==== MATERIAL TO PROCESS ====

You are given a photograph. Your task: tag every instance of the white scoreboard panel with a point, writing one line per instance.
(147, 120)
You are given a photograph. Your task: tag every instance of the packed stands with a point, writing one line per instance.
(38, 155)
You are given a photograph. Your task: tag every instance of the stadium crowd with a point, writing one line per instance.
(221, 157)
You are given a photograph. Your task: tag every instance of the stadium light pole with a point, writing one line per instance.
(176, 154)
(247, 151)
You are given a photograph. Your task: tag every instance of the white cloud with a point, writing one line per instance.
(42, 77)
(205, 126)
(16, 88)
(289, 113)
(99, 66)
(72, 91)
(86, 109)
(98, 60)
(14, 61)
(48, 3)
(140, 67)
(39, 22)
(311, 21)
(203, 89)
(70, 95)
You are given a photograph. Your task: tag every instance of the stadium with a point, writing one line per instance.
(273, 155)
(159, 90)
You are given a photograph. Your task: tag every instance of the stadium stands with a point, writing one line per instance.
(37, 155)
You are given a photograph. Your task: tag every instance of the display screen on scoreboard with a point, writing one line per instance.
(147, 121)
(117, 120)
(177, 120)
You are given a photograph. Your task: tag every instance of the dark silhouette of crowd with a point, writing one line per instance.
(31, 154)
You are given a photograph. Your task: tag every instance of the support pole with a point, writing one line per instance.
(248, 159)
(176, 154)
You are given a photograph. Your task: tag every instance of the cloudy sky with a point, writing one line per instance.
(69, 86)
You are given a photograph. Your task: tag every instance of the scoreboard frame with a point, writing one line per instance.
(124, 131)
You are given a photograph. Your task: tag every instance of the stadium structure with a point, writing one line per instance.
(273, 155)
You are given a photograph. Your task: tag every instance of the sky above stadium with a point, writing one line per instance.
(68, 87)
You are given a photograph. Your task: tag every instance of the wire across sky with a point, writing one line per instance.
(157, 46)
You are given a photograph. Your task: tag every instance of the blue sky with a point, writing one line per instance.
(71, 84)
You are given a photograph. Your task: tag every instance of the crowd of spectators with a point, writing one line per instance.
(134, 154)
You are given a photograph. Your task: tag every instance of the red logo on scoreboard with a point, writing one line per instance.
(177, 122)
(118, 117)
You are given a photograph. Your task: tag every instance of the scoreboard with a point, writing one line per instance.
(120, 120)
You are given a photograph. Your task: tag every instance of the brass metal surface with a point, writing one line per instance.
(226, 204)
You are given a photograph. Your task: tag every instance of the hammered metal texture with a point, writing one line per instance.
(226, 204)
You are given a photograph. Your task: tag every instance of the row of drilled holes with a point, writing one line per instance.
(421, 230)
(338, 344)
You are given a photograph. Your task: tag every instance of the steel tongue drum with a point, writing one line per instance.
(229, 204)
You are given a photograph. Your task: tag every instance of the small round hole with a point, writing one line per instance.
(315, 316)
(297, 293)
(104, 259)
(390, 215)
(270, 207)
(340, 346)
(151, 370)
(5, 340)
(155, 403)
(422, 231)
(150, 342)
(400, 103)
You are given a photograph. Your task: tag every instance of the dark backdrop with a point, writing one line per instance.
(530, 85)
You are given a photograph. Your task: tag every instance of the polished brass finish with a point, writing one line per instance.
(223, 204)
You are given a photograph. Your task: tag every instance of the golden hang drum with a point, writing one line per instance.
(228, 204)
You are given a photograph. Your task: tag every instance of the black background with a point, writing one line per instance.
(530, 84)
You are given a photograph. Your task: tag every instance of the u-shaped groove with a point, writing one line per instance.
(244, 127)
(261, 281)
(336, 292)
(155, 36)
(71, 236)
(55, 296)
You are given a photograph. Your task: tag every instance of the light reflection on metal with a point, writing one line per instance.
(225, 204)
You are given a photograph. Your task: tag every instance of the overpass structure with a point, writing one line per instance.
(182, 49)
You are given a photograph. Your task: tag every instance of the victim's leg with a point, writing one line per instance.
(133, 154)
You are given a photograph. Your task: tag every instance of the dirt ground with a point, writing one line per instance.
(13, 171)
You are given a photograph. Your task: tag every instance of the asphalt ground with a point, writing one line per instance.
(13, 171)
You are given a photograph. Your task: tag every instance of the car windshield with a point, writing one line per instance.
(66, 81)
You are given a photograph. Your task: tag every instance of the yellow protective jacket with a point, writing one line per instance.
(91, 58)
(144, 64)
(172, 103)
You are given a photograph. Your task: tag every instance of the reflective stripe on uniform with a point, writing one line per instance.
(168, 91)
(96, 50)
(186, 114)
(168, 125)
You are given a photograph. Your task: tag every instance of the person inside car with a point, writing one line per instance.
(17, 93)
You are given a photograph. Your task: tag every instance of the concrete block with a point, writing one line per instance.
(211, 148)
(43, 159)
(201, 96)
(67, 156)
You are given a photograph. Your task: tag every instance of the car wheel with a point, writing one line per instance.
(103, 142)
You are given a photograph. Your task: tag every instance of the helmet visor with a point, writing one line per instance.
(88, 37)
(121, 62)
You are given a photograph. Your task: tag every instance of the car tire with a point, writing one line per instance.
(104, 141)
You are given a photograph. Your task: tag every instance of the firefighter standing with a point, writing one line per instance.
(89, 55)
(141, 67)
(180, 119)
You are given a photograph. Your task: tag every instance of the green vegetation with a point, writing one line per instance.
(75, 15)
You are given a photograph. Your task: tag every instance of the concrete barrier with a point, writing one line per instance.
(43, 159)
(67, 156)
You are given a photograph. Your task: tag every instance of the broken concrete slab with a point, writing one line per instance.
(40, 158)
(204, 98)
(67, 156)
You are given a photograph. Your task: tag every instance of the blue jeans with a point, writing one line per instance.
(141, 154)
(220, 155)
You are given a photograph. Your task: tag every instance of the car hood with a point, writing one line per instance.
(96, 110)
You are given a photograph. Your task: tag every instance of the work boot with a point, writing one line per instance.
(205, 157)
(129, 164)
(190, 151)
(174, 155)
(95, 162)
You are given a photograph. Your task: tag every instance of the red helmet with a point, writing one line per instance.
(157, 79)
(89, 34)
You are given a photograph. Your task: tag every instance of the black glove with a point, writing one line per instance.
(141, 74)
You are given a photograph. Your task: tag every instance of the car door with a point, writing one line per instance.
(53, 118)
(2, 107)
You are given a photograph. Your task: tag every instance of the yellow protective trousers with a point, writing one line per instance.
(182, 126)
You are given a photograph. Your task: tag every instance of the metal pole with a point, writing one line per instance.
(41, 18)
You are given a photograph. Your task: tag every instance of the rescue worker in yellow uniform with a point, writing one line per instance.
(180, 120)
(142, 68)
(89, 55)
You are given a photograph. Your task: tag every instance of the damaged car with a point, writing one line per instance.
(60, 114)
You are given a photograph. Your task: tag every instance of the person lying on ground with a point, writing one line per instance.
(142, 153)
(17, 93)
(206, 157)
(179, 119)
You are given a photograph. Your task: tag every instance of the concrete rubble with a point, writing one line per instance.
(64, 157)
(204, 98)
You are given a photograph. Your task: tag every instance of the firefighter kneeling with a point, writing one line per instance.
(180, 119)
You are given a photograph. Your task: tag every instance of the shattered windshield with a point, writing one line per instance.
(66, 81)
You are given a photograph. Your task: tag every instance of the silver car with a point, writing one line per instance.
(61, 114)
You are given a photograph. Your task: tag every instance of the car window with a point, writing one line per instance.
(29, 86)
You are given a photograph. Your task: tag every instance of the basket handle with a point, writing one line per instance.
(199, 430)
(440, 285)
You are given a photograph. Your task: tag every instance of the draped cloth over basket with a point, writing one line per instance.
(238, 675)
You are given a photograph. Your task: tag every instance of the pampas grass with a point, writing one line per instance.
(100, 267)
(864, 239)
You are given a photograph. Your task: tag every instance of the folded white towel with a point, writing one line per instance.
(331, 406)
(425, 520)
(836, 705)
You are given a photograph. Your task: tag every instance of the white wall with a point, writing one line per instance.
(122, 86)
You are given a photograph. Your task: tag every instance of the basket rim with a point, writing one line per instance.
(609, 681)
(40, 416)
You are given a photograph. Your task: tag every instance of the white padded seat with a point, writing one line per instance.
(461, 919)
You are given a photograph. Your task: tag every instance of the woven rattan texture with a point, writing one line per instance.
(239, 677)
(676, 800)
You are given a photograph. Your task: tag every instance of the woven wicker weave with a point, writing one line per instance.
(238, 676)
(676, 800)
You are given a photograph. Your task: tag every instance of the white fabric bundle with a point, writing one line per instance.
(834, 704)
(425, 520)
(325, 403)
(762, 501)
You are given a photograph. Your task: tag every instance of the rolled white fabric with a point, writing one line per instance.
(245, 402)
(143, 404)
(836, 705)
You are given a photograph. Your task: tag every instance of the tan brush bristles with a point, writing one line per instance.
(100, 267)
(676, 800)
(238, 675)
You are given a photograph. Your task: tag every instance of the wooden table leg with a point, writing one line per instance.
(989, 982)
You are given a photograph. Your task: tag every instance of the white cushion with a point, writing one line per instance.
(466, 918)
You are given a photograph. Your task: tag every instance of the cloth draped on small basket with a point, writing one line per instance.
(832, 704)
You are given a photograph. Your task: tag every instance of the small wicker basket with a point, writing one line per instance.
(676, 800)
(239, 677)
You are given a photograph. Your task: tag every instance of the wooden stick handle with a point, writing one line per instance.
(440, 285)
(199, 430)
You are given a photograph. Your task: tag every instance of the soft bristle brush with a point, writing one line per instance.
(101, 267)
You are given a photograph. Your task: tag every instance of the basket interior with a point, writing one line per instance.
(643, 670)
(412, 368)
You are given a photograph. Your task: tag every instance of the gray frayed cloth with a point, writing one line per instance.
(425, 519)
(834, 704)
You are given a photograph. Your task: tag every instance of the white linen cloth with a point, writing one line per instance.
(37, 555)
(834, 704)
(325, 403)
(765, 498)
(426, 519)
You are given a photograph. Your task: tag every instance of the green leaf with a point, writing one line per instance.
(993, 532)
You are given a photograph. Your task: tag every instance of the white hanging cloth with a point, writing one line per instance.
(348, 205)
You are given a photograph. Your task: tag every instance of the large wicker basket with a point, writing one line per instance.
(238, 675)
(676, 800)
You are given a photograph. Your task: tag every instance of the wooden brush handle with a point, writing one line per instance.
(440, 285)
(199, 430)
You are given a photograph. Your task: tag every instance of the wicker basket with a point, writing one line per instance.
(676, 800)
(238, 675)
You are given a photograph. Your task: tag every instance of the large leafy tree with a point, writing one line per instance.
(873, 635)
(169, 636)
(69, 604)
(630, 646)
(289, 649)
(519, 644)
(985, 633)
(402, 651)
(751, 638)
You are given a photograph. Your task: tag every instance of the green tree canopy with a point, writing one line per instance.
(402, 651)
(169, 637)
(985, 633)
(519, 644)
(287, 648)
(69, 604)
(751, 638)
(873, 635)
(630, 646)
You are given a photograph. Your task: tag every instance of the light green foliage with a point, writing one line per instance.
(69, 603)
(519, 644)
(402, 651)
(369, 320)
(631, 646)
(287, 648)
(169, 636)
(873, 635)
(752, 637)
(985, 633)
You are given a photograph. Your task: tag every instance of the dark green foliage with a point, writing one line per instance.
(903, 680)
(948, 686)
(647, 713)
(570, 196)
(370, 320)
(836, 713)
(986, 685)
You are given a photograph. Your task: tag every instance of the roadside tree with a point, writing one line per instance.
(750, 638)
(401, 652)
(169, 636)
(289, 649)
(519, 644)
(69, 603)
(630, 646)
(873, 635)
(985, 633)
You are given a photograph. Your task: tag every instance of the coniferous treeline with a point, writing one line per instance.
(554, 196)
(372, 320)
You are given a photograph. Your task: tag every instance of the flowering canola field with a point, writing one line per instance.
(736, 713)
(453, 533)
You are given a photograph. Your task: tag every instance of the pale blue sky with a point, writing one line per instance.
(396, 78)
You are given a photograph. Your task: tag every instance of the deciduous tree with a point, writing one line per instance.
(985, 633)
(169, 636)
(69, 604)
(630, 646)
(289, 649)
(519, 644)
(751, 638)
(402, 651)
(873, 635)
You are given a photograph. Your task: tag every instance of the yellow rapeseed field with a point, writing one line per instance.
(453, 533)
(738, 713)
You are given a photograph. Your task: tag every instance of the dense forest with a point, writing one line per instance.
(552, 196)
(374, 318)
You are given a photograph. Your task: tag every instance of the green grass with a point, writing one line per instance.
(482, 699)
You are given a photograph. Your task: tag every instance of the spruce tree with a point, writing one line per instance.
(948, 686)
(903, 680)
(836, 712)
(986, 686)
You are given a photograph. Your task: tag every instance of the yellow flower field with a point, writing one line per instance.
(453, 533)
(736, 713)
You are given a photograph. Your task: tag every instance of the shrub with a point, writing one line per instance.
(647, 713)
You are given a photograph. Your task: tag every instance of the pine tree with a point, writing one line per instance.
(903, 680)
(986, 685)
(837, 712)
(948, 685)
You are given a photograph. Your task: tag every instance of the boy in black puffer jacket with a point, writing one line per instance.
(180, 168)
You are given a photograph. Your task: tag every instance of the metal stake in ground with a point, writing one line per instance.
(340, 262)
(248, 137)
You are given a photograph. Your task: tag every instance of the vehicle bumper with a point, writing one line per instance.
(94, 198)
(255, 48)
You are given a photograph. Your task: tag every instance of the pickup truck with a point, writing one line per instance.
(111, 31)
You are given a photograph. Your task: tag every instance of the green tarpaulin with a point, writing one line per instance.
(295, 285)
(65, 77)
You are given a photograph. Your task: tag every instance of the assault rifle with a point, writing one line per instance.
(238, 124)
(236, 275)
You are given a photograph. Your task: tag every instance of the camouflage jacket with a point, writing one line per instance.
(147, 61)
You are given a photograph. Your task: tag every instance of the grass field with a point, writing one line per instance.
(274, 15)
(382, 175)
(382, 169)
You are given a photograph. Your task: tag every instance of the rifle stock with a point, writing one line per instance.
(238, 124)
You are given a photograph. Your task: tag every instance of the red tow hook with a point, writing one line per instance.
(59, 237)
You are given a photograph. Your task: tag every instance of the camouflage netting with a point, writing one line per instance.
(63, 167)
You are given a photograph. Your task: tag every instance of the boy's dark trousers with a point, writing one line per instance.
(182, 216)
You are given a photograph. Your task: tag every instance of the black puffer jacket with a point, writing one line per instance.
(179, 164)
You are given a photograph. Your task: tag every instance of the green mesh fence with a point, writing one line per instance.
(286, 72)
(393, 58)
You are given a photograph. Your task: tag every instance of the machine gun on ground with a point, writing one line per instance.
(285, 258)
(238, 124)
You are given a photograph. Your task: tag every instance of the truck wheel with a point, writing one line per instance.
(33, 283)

====

--- YOUR OBJECTIVE ---
The reply must consist solely of the lines from the one containing "of the grass" through the last line of the data, reproduced exactly.

--- COMPLETED EXERCISE ---
You are given a photograph. Your task: tag every instance of the grass field with a point, writing one line per instance.
(274, 15)
(382, 175)
(382, 169)
You are given a photograph. Your task: tag every instance of the rifle stock with a point, writing one line per instance.
(238, 124)
You are given a photograph. Your task: tag every instance of the red tow hook with a point, writing one line per instance.
(59, 237)
You are given a photograph. Your task: tag every instance of the camouflage netting with a point, writing one line per instance.
(63, 167)
You are given a photograph. Your task: tag every instance of the boy's dark trousers with a point, writing one line per instance.
(182, 216)
You are given a photograph. Your task: tag every instance of the black puffer jacket with a point, writing one line per instance.
(179, 164)
You are given a photograph. Your task: tag every instance of the green mesh fence with a point, writing one line per instance.
(286, 72)
(393, 58)
You are given a photograph. Your task: tag every instance of the machine gun on ground with a point, writing one line per instance.
(285, 258)
(238, 124)
You are given a photograph. Your task: tag every instance of the truck wheel with a point, writing one line per instance.
(33, 283)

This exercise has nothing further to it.